◆ **What to do**
Please render the listing from the line that contains "Each instance receives one point. Mark the overcast" through its end as a two-column CSV with the columns item and answer, one row per text-and-answer pair. Put each in a single quoted field with line breaks changed to spaces.

-*-

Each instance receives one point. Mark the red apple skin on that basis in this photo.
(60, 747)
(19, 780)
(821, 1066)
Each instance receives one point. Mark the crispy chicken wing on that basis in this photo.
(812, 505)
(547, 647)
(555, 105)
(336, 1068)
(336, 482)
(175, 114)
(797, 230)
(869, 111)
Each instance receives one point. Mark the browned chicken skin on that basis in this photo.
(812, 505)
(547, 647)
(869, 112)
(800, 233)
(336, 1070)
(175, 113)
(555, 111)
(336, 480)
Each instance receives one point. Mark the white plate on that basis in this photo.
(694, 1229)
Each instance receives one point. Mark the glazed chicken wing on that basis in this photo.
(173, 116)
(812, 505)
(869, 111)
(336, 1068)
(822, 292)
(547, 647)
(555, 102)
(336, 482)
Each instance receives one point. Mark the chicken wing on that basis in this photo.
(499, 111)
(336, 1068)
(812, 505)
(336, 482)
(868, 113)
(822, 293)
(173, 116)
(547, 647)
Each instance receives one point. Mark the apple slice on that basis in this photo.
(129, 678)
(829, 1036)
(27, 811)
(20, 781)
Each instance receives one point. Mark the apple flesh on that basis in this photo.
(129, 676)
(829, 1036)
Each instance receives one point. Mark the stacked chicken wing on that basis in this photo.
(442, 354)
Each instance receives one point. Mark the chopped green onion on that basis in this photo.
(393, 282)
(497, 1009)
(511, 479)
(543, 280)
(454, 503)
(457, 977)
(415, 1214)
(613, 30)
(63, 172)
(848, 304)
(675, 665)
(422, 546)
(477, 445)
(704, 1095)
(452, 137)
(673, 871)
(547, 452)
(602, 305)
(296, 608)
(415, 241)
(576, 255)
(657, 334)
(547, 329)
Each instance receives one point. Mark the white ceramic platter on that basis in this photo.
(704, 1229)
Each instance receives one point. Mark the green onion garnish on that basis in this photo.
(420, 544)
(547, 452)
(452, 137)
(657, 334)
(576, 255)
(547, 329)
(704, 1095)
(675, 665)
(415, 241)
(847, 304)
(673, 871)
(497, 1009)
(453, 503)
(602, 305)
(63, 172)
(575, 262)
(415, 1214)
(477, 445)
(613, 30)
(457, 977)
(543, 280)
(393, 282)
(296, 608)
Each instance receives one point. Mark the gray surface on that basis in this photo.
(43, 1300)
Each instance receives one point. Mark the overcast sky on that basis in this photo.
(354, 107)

-*-

◆ **The output**
item,answer
"Each instance receives one point. Mark the overcast sky on that basis in this photo.","(354, 107)"